═════ Provided material
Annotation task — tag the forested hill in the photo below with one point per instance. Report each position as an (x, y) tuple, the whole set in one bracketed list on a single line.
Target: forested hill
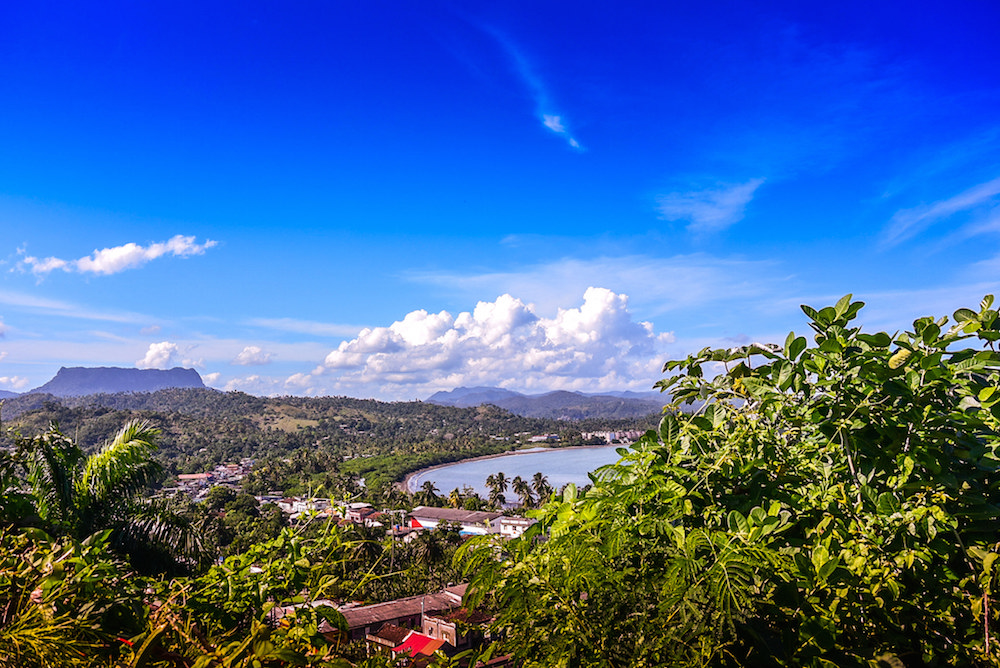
[(379, 440)]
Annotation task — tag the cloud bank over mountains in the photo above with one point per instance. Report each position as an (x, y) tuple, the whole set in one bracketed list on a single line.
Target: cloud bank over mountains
[(505, 343)]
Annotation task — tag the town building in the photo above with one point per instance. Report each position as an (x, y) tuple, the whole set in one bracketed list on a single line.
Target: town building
══════════
◆ **Problem description**:
Reproduce the listing above exactly, excluding all pictures.

◆ **Finished task**:
Annotation task — tag the forested hill in the photo below with one point per instance. Report each position as an (x, y) tuple, the whole set in one bracketed list on a single line.
Target: forested hill
[(379, 440)]
Annotation task — tag the cloud bank over mountains in the photo above with one point per instance. Report each position as an (x, y) tuple, the whole set in one bracketed list on a single line.
Target: cloud bank over mountains
[(505, 343)]
Annotation task — tag the town building in the photo above with one point per instance. Report each position as an (x, y) tuple, the whole set in one bracketed list on a single line.
Target: town building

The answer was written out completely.